WHAT IS REQUIRED ▸
Please rewrite the lines between the one holding "Each <instance> block" and the one holding "box: [280, 107, 359, 142]", inclusive, replacing "prompts" with "hints" and leaving everything else unchanged.

INPUT MATERIAL ▸
-*-*-
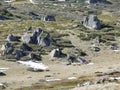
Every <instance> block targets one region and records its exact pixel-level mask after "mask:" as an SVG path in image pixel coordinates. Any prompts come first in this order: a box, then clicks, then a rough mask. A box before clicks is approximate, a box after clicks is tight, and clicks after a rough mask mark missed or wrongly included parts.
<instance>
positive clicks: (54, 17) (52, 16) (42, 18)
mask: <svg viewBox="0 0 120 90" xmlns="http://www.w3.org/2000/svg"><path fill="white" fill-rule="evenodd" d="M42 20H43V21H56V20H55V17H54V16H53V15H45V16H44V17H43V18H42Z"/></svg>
-*-*-
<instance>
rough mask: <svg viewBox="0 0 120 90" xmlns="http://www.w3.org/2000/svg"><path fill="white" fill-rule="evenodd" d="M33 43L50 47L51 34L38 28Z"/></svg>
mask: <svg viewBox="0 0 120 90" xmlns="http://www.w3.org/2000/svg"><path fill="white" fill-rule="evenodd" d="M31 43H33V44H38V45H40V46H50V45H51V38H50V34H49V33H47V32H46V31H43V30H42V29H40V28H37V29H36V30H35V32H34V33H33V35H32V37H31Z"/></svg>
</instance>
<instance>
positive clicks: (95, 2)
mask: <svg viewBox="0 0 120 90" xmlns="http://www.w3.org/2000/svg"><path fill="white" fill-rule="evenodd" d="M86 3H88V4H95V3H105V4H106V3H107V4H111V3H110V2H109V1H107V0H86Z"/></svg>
-*-*-
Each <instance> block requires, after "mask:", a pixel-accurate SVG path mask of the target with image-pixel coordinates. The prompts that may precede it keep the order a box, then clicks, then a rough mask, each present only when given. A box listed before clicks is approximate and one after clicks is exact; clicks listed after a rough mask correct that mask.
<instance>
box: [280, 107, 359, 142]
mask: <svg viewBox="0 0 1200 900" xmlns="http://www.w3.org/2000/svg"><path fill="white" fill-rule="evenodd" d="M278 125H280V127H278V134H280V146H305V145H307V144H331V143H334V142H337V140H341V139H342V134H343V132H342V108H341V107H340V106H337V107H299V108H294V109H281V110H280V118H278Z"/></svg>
-*-*-
ANSWER SECTION ▸
Each <instance> block requires, after "mask:", a pixel-accurate SVG path mask of the target with image-pixel coordinates. The hints that may precede it keep the order a box, then clicks, then a rough mask, each present only when given. A box listed before clicks is approximate and one after clicks is exact; clicks listed after a rough mask correct that mask.
<instance>
box: [280, 107, 359, 142]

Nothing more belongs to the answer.